● Required tasks:
A: Extract from the article on Hip Hop and Hanukkah the passage starting with "On this, the" and going on through "some other something.", copying it word for word.
B: For each statement, say yes or no depending on whether the article on Hip Hop and Hanukkah agrees with it, and quote the words of the article that decide it. (i) The shamash is the ninth candle of the menorah. (ii) Your Old Droog's lyrics can be found on Genius. (iii) The Maccabees were rebel warriors who took control of Judea.
C: Proceed with the article on Hip Hop and Hanukkah, writing on from the last sentence shown.

On this, the last day of Hanukkah aka Zose Hanukkah, consider this provocative hypothesis: Hip Hop and Hanukkah are brothers from another mother. For one thing, both are tied to numerology. Hanukkah lasts eight days and nights–the number eight being a “number of completion” that symbolizes the “metaphysical world” in Judaism. Cut that number in half and you’ve got the fabled “four elements” of Hip Hop: DJing, MCing, B-Boying, and Graffiti Art. Plus both Hip Hop and Hanukkah incorporate an extra number “to grow on.” During Hanukkah there’s the ninth candle in the middle of the menorah–called the shamash–used to light the other candles as the holiday progresses. And in Hip Hop there’s the well-known trope of the “fifth element” variously said to be knowledge, beatboxing, basketball, fashion, or some other something.
Also, both celebrate the warrior spirit. The Jewish holiday honors the Maccabees, the rebel warriors who took control of Judea, while Hip Hop celebrates verbal warriors who brandish liquid swords in street cyphers or Verzuz battles, and DJs who battle each other in parks, playgrounds, and turntablist competitions. Zooming out another level, hip hop celebrates the warriors who battle socio-economic oppression and white supremacy.
Finally, Hip Hop is sometimes described as the art of making “something from nothing," and likewise, Hanukkah celebrates the miracle of a paltry supply of lamp oil somehow lasting eight days inside the newly retaken Temple of Jerusalem. So you see, practically the same thing! Let’s go ahead and declare “Hip Hanukkah” the portmanteau of the day and get Lin-Manuel Miranda to write the musical.
Which brings us to the real subject of this piece and the inspiration for the chin-stroking thesis above: the Brooklynite rapper of Jewish-Ukrainian ancestry known as Your Old Droog, who yesterday released the Hanukkah-dedicated single seen at the top of this piece. For five years-plus YOD has been making waves in the hip hop underground, a favorite of heads who recognize his formidable skills and appreciate his verbal acrobatics, encyclopedic references (forget about consulting Genius since YOD had all his lyrics removed from the site), clever punchlines, and grimy ‘90s-style beats. Collaborations with the likes of Danny Brown and Heems have only cemented YOD’s reputation.

● Material shown:
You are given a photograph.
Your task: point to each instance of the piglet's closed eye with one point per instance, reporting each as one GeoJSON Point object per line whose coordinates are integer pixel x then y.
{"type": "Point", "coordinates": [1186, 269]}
...
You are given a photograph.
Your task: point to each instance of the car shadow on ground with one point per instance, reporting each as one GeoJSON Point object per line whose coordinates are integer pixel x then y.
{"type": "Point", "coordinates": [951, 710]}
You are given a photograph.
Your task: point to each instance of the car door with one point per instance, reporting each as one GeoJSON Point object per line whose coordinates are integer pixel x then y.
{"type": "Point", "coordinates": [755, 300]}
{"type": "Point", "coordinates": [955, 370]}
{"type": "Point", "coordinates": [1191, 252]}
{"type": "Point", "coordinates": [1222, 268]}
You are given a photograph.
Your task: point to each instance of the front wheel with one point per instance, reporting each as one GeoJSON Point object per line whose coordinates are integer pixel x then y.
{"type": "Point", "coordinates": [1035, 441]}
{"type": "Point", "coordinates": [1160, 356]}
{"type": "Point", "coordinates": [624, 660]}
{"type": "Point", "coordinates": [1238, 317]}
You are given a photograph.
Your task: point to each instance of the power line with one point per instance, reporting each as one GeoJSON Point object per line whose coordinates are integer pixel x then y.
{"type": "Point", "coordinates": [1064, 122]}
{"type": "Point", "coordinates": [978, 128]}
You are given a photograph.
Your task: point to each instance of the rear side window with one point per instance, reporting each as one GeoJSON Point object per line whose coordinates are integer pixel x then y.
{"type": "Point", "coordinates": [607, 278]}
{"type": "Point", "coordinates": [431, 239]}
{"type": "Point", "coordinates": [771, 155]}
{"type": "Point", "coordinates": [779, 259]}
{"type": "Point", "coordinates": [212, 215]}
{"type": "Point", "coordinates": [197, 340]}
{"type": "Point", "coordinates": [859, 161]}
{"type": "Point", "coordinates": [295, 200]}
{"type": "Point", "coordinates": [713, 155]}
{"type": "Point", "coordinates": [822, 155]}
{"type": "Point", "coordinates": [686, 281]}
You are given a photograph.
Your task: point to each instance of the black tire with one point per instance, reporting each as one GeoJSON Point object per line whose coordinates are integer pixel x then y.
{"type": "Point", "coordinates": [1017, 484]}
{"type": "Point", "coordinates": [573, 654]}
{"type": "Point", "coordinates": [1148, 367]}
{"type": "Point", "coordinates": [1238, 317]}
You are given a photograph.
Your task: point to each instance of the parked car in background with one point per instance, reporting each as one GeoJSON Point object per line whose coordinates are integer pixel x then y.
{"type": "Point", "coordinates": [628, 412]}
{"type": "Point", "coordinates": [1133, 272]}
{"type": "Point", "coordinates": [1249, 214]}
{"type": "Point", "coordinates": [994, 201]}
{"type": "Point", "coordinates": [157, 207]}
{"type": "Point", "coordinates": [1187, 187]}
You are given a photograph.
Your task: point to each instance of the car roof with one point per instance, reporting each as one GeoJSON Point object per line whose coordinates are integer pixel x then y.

● Results of the tasks:
A:
On this, the last day of Hanukkah aka Zose Hanukkah, consider this provocative hypothesis: Hip Hop and Hanukkah are brothers from another mother. For one thing, both are tied to numerology. Hanukkah lasts eight days and nights–the number eight being a “number of completion” that symbolizes the “metaphysical world” in Judaism. Cut that number in half and you’ve got the fabled “four elements” of Hip Hop: DJing, MCing, B-Boying, and Graffiti Art. Plus both Hip Hop and Hanukkah incorporate an extra number “to grow on.” During Hanukkah there’s the ninth candle in the middle of the menorah–called the shamash–used to light the other candles as the holiday progresses. And in Hip Hop there’s the well-known trope of the “fifth element” variously said to be knowledge, beatboxing, basketball, fashion, or some other something.

B:
(i) Yes: "the ninth candle in the middle of the menorah–called the shamash"
(ii) No: "YOD had all his lyrics removed from the site"
(iii) Yes: "the rebel warriors who took control of Judea"

C:
Often compared to such upper echelon verbalists as Nas and MF Doom, YOD achieved early notoriety when he first started posting tracks on SoundCloud minus any additional social media presence or photos or personal info of any kind. This quickly led to rumors that YOD was actually Nas recording under a pseudonym. After positively IDing himself in a 2014 New Yorker profile and subsequently selling out a show at Webster Hall, it was revealed that he was actually a heretofore unknown white dude from Coney Island. Your Old Droog had seemingly come out of nowhere and created “something out of nothing” right out of the box.
But in reality more than just “some white dude” as his last two records have made clear–concept albums focused, respectively, on his Jewish heritage and Eastern European ethnic ancestry. On the first day of Hanukkah, late in 2019, YOD dropped Jewelry. The third full-length released in an insanely prolific year, the album opens with a track called “Shamash” (the ninth menorah candle referenced above!) that opens with the sound of a matchbook being struck which transitions into a hazy, dubby beat with incantations over the top that all sounds either highly spiritual or like someone coming down from a latke binging session.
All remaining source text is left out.